## Listed entries
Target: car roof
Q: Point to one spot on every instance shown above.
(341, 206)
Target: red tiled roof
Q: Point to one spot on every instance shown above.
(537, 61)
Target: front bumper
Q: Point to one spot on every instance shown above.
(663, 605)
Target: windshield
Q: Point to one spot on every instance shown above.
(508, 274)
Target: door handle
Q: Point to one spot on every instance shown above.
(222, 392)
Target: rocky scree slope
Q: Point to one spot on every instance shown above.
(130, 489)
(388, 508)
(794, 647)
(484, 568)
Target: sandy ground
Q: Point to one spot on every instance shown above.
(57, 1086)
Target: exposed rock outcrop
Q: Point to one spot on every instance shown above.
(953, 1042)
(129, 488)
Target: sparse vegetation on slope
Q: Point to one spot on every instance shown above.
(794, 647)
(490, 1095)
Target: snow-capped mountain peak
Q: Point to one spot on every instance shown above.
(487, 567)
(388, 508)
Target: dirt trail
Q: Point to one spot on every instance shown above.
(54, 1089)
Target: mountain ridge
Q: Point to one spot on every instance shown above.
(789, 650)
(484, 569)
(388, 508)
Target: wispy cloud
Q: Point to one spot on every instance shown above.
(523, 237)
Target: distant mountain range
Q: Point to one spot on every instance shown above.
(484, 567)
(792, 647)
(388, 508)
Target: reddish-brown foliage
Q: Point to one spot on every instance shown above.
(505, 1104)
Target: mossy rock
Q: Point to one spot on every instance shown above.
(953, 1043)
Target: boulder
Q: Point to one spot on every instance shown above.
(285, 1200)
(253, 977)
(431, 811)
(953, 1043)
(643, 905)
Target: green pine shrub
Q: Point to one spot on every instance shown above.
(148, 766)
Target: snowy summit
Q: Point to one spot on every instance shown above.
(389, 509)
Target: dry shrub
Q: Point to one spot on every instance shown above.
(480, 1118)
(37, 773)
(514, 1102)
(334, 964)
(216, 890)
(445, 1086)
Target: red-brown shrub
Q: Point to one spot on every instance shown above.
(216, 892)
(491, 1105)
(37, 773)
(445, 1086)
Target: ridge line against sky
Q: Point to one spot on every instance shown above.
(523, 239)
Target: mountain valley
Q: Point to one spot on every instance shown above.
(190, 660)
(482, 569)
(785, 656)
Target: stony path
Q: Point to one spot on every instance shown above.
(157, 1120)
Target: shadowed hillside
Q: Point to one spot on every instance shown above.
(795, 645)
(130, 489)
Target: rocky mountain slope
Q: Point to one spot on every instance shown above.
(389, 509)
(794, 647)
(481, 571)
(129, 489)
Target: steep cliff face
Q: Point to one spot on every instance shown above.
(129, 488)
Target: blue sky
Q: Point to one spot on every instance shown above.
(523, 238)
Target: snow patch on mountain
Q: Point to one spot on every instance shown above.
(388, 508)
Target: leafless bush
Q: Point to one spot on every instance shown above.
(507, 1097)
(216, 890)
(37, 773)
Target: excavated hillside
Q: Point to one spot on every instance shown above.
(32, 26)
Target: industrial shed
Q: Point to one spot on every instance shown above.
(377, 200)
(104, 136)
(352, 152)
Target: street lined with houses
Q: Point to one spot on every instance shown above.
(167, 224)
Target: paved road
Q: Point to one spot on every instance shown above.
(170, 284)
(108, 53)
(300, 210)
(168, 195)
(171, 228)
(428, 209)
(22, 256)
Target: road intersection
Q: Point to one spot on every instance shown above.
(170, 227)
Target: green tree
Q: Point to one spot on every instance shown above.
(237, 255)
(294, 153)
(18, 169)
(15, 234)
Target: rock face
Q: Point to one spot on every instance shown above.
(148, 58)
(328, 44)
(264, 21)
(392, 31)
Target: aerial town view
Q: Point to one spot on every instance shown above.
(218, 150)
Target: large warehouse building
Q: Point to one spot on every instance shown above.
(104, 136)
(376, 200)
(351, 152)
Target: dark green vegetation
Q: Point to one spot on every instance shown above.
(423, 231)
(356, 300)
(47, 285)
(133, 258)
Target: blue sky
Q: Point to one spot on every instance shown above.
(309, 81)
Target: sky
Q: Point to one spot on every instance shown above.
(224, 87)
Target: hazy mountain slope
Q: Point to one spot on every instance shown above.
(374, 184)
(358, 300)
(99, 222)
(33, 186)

## Exercise requirements
Please give the number of lines above containing "face" and nothing else.

## Task response
2